Rewrite the listing below with "one marker per instance" replaced by "a single marker for each instance" wherever it occurs, leaving everything else unchanged.

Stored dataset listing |
•••

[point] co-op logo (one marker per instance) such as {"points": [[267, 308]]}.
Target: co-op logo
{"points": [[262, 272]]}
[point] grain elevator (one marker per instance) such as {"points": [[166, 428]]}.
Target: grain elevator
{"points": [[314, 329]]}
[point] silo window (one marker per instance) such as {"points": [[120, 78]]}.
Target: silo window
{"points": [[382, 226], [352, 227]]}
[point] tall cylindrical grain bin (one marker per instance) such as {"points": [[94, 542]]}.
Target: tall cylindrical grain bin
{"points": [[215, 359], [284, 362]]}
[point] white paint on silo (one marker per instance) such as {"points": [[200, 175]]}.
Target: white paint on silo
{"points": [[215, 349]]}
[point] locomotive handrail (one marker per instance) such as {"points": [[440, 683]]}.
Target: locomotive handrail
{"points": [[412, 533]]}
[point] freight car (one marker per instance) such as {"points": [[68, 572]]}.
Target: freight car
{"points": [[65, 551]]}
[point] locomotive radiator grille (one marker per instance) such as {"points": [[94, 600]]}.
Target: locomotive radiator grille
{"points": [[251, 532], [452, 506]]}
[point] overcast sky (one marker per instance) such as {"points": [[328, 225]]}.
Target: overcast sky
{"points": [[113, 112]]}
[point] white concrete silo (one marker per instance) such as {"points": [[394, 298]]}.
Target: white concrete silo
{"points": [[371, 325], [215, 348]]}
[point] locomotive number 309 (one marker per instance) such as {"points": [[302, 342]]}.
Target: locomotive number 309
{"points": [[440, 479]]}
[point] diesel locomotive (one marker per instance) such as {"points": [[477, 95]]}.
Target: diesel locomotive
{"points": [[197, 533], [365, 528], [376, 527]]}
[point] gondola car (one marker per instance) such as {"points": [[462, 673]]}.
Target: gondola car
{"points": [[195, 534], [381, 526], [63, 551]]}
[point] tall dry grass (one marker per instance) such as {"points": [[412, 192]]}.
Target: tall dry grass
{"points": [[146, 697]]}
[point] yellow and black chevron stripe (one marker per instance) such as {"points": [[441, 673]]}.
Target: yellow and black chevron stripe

•••

Task answer |
[point] co-op logo (a single marker for each instance) such as {"points": [[267, 308]]}.
Target: co-op logo
{"points": [[262, 272]]}
[point] grain elevator (a single marker for each instance) such as {"points": [[166, 428]]}.
Target: grain elevator
{"points": [[314, 329]]}
[point] silo window (a single marker for each instance) such as {"points": [[120, 78]]}.
Target: silo window
{"points": [[382, 226], [352, 227]]}
[point] tall cylindrical grain bin (a single marker for each instance) such as {"points": [[94, 542]]}.
Target: tall cylindrical grain bin
{"points": [[215, 359], [284, 362]]}
[point] white paint on silo (a single marker for each instance) such as {"points": [[200, 175]]}.
Target: white paint on silo
{"points": [[215, 349]]}
[point] locomotive handrail (a single marker for each instance) such as {"points": [[440, 683]]}.
Target: locomotive handrail
{"points": [[412, 533]]}
[point] freight car (a single marker for each instance) such as {"points": [[68, 572]]}.
Target: freight car
{"points": [[65, 551]]}
[point] locomotive radiator grille (a single marker for each instance) such as {"points": [[94, 600]]}.
Target: locomotive radiator grille
{"points": [[251, 532], [452, 506]]}
[point] overcast sky (a single marker for each instance) such as {"points": [[328, 225]]}.
Target: overcast sky
{"points": [[113, 112]]}
[point] white concrete silo (a single marker for each instance) such as {"points": [[394, 298]]}.
Target: white concrete silo
{"points": [[371, 325], [215, 348]]}
[point] locomotive number 309 (a single marker for each instance) such as {"points": [[302, 342]]}.
Target: locomotive number 309
{"points": [[440, 479]]}
[point] diesel locomotive (a single marker for each instance) such as {"points": [[477, 95]]}.
Target: diesel locomotive
{"points": [[197, 533], [365, 528], [376, 527]]}
[point] gondola car (a single marker for each instance) such as {"points": [[462, 673]]}.
Target: gondola car
{"points": [[195, 534], [381, 526], [63, 551]]}
[point] tall dry grass (a single marker for each instance) such as {"points": [[412, 192]]}.
Target: tall dry grass
{"points": [[146, 697]]}
[point] yellow and black chevron stripe (a single marker for each instance) such as {"points": [[441, 673]]}.
Target: yellow and black chevron stripe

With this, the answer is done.